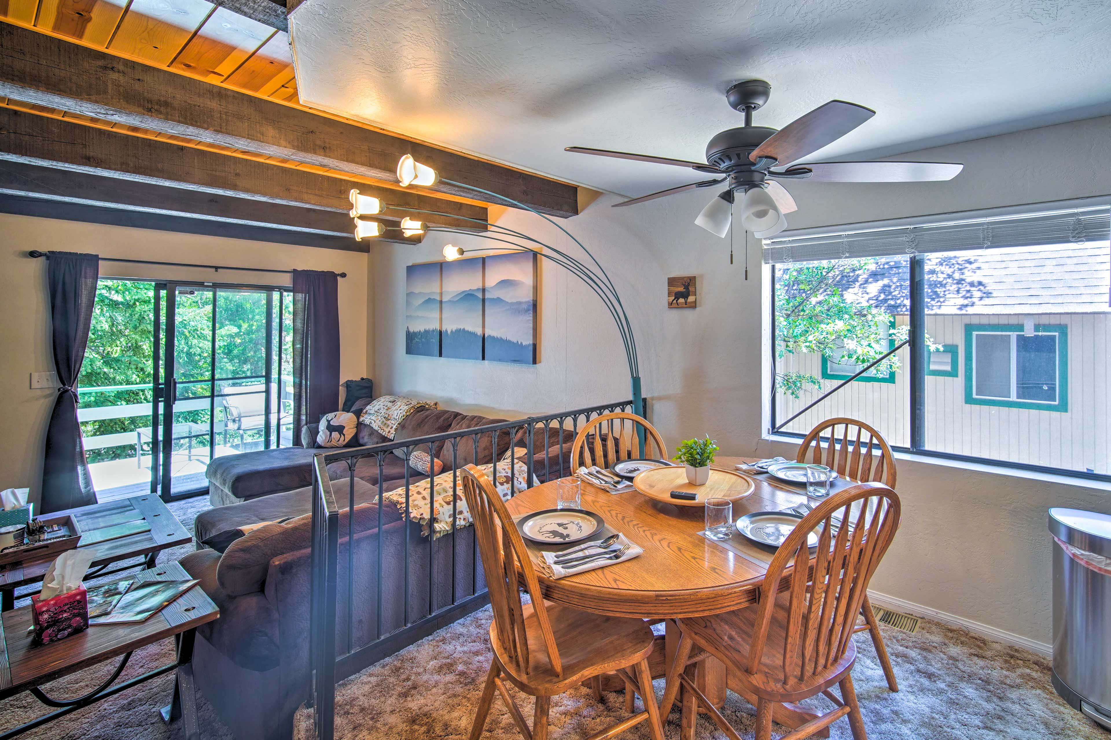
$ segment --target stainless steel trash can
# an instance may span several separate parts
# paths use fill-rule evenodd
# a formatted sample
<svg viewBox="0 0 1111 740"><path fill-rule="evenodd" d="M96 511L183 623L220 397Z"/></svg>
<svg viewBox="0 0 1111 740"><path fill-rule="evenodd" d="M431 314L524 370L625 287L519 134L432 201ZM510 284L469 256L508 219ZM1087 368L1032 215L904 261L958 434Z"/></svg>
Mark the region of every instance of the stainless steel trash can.
<svg viewBox="0 0 1111 740"><path fill-rule="evenodd" d="M1053 688L1111 730L1111 516L1051 508Z"/></svg>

^^^^

- _Problem statement_
Lay out every line of the records above as a numbered list, skipping blank lines and leaving out the pictures.

- _Answer to this problem_
1. $ segment --target stainless steel trash can
2. # an instance may span several separate parts
3. # paths use fill-rule evenodd
4. # a formatted sample
5. <svg viewBox="0 0 1111 740"><path fill-rule="evenodd" d="M96 511L183 623L220 397Z"/></svg>
6. <svg viewBox="0 0 1111 740"><path fill-rule="evenodd" d="M431 314L524 370L625 287L519 134L432 201ZM510 284L469 256L508 219ZM1087 368L1032 215L904 261L958 434Z"/></svg>
7. Mark the region of every instance of the stainless steel trash can.
8. <svg viewBox="0 0 1111 740"><path fill-rule="evenodd" d="M1053 688L1111 730L1111 516L1051 508Z"/></svg>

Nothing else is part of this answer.